**OBJECTIVE**
Report every line in the records below that contains the string "trace", copying each such line in full. Case counts.

Source data:

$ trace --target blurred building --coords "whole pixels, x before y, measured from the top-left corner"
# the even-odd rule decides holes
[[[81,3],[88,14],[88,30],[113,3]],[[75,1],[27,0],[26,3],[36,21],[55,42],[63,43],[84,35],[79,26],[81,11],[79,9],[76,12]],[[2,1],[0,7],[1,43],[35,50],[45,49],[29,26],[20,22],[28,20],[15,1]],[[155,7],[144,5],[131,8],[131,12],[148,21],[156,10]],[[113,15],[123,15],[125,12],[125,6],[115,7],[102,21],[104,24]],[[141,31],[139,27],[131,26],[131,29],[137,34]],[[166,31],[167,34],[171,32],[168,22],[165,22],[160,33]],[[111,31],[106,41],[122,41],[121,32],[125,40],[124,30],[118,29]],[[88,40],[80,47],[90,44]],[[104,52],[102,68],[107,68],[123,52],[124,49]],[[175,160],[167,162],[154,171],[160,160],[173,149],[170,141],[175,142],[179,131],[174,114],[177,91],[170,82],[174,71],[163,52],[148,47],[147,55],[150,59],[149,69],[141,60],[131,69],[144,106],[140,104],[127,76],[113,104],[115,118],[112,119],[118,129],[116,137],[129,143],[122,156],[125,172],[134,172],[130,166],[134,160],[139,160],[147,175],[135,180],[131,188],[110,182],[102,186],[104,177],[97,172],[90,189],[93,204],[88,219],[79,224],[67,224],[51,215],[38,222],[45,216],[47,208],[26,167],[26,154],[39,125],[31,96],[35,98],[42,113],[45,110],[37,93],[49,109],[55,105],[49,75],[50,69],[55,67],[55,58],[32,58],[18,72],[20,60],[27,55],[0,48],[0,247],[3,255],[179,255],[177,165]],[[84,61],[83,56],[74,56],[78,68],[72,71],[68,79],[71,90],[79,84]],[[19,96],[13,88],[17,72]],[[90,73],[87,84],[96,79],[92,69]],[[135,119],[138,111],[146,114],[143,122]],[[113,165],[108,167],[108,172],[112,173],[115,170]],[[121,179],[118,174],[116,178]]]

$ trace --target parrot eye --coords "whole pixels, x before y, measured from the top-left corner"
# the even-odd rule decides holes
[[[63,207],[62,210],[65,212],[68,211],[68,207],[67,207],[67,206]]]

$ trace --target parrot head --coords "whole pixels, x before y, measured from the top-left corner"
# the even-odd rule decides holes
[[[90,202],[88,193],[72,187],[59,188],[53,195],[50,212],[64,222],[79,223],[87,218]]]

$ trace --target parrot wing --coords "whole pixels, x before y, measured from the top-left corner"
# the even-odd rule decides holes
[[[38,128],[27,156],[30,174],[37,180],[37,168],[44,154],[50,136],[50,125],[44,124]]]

--

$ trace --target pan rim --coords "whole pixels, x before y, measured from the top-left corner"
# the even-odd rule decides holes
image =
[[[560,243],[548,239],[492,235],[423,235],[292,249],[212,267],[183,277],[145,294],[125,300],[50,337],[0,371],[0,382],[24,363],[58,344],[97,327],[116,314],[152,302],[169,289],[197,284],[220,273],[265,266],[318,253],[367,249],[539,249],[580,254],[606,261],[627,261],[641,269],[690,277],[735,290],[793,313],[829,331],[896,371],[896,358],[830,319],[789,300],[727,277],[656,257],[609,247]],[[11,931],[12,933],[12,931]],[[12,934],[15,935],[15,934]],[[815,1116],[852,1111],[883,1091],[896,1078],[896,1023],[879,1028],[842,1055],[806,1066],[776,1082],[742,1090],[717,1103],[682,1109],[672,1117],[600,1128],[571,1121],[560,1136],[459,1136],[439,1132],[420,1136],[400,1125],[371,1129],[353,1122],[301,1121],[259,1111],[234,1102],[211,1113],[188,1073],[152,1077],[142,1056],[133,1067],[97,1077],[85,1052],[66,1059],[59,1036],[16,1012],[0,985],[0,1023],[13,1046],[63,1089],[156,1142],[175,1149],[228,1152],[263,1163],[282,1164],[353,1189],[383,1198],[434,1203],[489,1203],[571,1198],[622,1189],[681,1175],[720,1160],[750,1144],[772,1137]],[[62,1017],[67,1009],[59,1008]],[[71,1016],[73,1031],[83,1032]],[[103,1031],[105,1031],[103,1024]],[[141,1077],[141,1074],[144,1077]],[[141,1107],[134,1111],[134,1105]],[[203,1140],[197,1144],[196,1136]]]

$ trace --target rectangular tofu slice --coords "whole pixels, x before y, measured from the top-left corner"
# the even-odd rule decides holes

**PROBLEM SOLUTION**
$ trace --target blurred building --coords "whole pixels, x before y, measured from the top-left corner"
$ trace --target parrot eye --coords "whole pixels, x before y, measured from the top-left corner"
$ trace --target parrot head --coords "whole pixels, x before y, measured from the top-left corner"
$ trace --target parrot wing --coords "whole pixels, x before y, measured from the top-left corner"
$ trace --target pan rim --coords "whole pixels, x before y, measured from the top-left corner"
$ trace --target rectangular tofu slice --coords "whole pixels, x before y, measured from the top-left corner"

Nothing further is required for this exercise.